— Begin Quoted text —

In 2010/11 the council at the time responded to the central government austerity programme by making a substantial reduction in the number of staff.
Numbers of non-schools staff have been reducing as follows:
• March 2010: 7,788
• March 2016: 5,426
That is a difference of 2,362 full time equivalent posts - or 30%. These figures include a number of outsourced jobs as well as reductions.
2010/11 Budget: Employee costs £698.6m
2015/16 Budget: Employee costs £519.7m
These include Schools.
Redundancy entitlement was revised in 2011. Before that date staff contracts gave staff an entitlement of double the statutory number of weeks' pay,. That was reduced to the statutory number of weeks' pay. This has brought down redundancy costs.

— End Quoted text —

- **Directions**
#1 According to the staffing passage, how many non-schools staff did the council have in March 2016?
#2 Echo the staffing passage word for word, from "In 2010/11 the" down to "well as reductions.".
These rows come from a source unrelated to the staffing passage.

— Begin Items —

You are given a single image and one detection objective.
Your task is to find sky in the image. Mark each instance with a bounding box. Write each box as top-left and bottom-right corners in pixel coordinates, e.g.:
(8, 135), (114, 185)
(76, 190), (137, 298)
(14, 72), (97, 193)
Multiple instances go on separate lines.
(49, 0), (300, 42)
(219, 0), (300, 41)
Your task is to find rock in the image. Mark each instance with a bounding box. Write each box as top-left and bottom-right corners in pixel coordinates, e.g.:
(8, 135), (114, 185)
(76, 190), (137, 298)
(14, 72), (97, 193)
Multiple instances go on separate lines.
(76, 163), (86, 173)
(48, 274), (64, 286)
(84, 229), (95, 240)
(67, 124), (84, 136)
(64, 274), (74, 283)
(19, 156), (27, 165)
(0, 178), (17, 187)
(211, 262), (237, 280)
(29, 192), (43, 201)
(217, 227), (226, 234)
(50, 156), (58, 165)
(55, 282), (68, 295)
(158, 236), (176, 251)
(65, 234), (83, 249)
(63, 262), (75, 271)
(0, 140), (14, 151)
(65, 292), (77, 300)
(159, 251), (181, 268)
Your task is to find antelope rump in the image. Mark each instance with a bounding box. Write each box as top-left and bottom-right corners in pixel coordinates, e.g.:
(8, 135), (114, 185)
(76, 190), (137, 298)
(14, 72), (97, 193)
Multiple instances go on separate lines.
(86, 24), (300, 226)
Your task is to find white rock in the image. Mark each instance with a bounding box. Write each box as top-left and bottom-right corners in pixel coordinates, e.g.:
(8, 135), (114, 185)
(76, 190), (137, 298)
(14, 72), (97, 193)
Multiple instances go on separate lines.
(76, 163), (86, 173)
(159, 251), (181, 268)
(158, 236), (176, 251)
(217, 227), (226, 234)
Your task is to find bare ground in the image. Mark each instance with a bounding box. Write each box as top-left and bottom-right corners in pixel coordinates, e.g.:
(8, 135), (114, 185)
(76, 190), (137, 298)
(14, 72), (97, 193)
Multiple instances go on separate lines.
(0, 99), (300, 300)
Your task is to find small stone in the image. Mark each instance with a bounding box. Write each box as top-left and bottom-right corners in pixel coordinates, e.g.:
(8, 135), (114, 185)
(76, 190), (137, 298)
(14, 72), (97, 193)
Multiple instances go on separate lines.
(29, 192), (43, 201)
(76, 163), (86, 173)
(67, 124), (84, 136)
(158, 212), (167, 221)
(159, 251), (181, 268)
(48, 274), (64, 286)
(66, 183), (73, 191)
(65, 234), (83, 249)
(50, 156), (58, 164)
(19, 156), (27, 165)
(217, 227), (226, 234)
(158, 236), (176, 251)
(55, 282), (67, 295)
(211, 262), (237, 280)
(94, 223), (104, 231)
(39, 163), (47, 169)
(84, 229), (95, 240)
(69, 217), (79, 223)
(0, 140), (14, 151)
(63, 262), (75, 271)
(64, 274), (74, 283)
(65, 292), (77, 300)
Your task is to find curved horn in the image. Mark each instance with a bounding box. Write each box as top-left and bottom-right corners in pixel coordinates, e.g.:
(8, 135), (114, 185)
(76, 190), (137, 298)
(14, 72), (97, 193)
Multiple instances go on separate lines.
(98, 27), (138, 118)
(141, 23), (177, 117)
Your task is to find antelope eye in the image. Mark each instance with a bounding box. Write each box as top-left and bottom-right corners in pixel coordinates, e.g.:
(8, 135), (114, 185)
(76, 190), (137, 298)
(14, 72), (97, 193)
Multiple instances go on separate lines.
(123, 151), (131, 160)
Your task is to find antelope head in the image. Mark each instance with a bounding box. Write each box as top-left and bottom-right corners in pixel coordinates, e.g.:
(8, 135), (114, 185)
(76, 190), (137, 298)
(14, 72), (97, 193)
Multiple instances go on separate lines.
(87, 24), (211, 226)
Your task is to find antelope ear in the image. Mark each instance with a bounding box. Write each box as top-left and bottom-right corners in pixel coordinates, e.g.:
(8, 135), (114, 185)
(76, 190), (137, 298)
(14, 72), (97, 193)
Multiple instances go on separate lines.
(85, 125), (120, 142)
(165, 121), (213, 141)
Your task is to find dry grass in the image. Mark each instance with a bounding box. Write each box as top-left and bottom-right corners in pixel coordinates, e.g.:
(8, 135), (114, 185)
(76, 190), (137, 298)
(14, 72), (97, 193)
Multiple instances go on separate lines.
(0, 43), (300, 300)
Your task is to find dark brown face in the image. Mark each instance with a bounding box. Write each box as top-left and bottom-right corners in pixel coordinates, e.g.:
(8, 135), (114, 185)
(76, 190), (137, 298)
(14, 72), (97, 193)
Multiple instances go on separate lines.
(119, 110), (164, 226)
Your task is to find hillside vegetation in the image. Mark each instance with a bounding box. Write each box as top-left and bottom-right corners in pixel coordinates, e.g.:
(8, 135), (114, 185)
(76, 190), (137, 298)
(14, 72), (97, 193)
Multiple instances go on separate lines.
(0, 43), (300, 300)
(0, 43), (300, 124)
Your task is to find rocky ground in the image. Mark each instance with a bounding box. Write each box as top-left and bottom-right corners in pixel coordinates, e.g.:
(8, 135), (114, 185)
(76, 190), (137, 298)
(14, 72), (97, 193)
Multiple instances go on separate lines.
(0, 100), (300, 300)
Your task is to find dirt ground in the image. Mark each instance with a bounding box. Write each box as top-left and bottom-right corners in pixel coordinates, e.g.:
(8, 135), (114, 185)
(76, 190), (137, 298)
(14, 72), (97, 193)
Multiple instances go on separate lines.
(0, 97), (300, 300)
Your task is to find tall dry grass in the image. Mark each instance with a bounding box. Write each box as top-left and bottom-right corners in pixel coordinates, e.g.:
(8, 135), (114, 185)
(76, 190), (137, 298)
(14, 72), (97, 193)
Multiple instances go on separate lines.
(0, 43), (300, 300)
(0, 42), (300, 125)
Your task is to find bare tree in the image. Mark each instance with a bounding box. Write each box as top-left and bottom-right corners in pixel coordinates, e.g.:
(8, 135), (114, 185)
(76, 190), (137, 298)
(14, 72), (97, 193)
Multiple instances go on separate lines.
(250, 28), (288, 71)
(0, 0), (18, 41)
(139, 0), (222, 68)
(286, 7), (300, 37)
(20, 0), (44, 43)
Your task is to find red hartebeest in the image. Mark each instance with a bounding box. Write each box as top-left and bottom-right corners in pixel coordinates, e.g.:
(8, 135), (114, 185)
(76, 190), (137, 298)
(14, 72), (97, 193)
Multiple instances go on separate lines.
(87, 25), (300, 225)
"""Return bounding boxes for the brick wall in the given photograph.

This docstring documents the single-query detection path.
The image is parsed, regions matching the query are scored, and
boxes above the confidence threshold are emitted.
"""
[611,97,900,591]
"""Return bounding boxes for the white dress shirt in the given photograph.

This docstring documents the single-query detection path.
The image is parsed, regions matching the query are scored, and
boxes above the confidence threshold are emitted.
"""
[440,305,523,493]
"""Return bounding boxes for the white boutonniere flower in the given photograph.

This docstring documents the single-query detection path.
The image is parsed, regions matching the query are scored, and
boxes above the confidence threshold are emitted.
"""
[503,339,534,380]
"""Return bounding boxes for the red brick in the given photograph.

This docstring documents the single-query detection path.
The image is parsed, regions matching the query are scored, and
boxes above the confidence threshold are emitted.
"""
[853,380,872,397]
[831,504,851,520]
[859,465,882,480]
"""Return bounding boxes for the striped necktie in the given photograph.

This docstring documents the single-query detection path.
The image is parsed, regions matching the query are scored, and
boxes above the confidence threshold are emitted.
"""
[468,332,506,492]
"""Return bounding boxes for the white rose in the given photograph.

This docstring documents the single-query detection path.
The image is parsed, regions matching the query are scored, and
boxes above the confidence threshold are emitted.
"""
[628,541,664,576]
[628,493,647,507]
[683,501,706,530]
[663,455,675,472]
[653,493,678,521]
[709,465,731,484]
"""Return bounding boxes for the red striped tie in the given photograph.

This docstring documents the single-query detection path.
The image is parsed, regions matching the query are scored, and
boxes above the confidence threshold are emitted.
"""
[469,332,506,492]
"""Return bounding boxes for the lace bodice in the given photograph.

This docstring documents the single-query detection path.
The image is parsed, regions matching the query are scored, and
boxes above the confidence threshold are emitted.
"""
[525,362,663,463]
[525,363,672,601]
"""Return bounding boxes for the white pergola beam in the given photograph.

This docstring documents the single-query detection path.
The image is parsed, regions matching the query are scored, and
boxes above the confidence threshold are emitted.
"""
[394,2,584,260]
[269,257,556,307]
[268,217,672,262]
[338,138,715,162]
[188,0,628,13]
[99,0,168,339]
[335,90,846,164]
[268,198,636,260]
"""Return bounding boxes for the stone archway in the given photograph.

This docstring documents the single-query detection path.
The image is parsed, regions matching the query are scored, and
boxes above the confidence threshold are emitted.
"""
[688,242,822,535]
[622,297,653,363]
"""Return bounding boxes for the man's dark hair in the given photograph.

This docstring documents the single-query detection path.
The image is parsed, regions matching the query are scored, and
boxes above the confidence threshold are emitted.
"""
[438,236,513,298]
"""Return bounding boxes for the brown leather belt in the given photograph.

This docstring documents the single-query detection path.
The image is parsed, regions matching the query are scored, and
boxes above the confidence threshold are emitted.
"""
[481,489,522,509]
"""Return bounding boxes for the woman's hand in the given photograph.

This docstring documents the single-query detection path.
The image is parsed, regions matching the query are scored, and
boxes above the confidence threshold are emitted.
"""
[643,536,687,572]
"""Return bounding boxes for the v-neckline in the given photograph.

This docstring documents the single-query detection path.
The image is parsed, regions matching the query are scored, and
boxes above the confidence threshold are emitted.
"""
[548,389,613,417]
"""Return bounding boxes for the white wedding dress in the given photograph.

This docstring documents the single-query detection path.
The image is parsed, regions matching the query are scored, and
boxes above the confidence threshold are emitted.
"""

— End Items —

- **Outputs for the tasks**
#1 5,426

#2
In 2010/11 the council at the time responded to the central government austerity programme by making a substantial reduction in the number of staff.
Numbers of non-schools staff have been reducing as follows:
• March 2010: 7,788
• March 2016: 5,426
That is a difference of 2,362 full time equivalent posts - or 30%. These figures include a number of outsourced jobs as well as reductions.